Finally, there's the film's big cast that includes such memorable small performances from Antonio Casas and Livio Lorenzon as the two men Angel Eyes kill to get information. There's also memorable roles from Al Mulock as a one-armed bounty hunter, Antonio Casale as the ill-fated Jackson/Bill Carson, Rada Rassimov as Jackson's girlfriend Maria, and Luigi Pistilli as Tuco's brother Pablo. With the exception of Al Mulock and the three main actors, most of the actors were Italian where their dialogue is dubbed yet they don't affect the performances since they're all well done. Mario Braga is excellent as the torturous Corporal Wallace who brings a great presence to his character, especially in Tuco's torture scene. Aldo Guiffre is also great as the drunken Union captain who has seen enough of war while drinking his way to glory.

### LISTED RECORDS
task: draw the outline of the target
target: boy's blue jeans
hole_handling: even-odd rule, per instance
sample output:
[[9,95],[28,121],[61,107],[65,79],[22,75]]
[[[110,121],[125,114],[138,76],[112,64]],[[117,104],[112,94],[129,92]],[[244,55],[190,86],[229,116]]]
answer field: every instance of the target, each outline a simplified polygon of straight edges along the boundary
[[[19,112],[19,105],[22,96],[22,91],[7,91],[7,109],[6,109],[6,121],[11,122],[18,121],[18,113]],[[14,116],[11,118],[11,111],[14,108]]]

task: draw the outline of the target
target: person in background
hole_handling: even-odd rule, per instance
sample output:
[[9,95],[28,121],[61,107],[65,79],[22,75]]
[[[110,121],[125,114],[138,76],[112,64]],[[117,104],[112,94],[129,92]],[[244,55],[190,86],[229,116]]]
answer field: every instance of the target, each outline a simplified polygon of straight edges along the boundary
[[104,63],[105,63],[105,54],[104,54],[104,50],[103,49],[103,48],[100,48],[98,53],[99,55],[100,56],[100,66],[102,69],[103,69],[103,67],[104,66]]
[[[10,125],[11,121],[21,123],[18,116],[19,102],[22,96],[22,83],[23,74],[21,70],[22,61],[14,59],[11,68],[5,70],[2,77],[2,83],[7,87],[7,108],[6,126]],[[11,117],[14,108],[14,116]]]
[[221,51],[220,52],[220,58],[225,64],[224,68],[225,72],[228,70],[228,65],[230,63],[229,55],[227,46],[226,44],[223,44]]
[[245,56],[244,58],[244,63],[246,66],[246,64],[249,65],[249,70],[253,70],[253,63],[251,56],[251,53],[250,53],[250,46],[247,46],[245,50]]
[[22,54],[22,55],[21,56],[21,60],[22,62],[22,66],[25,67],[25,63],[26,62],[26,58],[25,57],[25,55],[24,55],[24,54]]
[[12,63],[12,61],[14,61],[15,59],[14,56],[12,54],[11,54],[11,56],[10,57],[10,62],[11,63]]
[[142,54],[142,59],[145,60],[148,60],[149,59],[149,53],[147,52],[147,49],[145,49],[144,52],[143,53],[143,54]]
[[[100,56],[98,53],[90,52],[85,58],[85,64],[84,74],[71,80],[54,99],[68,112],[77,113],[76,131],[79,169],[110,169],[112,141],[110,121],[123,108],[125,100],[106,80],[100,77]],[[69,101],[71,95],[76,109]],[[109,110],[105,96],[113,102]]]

### THE PROBLEM
Write out the stretch of the cast review from "Finally, there's the" through "way to glory.", swapping "Corporal" for "Sergeant".

### EXERCISE RESULT
Finally, there's the film's big cast that includes such memorable small performances from Antonio Casas and Livio Lorenzon as the two men Angel Eyes kill to get information. There's also memorable roles from Al Mulock as a one-armed bounty hunter, Antonio Casale as the ill-fated Jackson/Bill Carson, Rada Rassimov as Jackson's girlfriend Maria, and Luigi Pistilli as Tuco's brother Pablo. With the exception of Al Mulock and the three main actors, most of the actors were Italian where their dialogue is dubbed yet they don't affect the performances since they're all well done. Mario Braga is excellent as the torturous Sergeant Wallace who brings a great presence to his character, especially in Tuco's torture scene. Aldo Guiffre is also great as the drunken Union captain who has seen enough of war while drinking his way to glory.